Your task:
For this exercise, print all of the data exactly as given.

..........

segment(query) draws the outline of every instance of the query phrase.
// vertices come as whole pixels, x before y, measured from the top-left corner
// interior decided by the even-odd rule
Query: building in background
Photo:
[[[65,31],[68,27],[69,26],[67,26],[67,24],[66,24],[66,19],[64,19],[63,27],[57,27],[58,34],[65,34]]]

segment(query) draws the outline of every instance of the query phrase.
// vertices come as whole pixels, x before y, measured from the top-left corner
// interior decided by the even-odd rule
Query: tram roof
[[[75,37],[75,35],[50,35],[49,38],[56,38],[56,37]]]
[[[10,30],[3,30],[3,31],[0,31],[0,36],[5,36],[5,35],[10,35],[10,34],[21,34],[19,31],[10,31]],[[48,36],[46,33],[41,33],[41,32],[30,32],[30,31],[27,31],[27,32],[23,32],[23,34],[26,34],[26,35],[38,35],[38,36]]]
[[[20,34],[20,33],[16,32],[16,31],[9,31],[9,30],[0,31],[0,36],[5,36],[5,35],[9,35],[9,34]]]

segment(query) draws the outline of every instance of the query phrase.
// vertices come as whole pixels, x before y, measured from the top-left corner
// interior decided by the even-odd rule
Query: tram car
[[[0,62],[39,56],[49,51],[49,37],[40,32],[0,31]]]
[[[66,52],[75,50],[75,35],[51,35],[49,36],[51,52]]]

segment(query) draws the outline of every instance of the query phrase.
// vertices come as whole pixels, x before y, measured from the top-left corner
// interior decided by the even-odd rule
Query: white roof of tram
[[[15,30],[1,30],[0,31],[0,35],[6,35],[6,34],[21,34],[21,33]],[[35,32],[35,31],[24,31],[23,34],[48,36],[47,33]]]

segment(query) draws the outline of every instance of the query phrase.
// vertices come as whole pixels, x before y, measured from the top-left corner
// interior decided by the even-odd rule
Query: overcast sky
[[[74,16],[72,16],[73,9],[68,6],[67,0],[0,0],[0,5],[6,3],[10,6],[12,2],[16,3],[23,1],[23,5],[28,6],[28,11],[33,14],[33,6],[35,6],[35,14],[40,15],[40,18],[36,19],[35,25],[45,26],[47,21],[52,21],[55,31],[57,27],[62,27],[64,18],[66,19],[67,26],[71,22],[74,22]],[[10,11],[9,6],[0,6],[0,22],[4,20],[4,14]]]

..........

Answer to this task:
segment(query) draws the outline of every instance of the query phrase.
// vertices come as whole pixels, x before y, measured from the top-left corner
// interior decided by the even-odd rule
Query: building in background
Photo:
[[[65,31],[68,27],[69,26],[67,26],[67,24],[66,24],[66,19],[64,19],[63,27],[57,27],[58,34],[65,34]]]

segment(query) draws the outline of every instance of the query phrase.
// vertices come as whole pixels, x before y, measured from the top-left corner
// interior decided by the even-odd rule
Query: tram roof
[[[75,37],[75,35],[50,35],[49,38],[56,38],[56,37]]]
[[[10,30],[3,30],[3,31],[0,31],[0,36],[5,36],[5,35],[10,35],[10,34],[21,34],[19,31],[10,31]],[[48,36],[46,33],[41,33],[41,32],[30,32],[30,31],[27,31],[27,32],[23,32],[23,34],[26,34],[26,35],[38,35],[38,36]]]
[[[20,34],[20,33],[16,32],[16,31],[9,31],[9,30],[0,31],[0,36],[5,36],[5,35],[9,35],[9,34]]]

segment(query) draws the outline of every instance of the query phrase.
// vertices come as whole pixels, x before y, measured from the top-left corner
// interior decided by the even-odd rule
Query: tram car
[[[0,62],[39,56],[49,51],[49,37],[40,32],[0,31]]]
[[[66,52],[75,50],[75,35],[51,35],[49,36],[51,52]]]

segment(query) draws the outline of every instance of the query phrase.
// vertices come as whole pixels, x before y, measured from the top-left corner
// interior decided by the even-odd rule
Query: white roof of tram
[[[15,30],[1,30],[0,31],[0,35],[6,35],[6,34],[21,34],[21,33]],[[35,32],[35,31],[24,31],[23,34],[48,36],[47,33]]]

segment(query) draws the outline of every instance of the query phrase.
// vertices come as whole pixels, x before y, measured from the top-left corner
// interior decided by the even-odd rule
Query: overcast sky
[[[74,16],[72,16],[73,9],[68,6],[67,0],[0,0],[0,5],[6,3],[10,6],[12,2],[16,3],[23,1],[23,5],[28,6],[28,11],[33,14],[33,6],[35,6],[35,14],[40,15],[40,18],[36,19],[35,25],[45,26],[47,21],[52,21],[55,31],[57,27],[62,27],[64,18],[66,19],[67,26],[71,22],[74,22]],[[10,11],[9,6],[0,6],[0,22],[4,20],[4,14]]]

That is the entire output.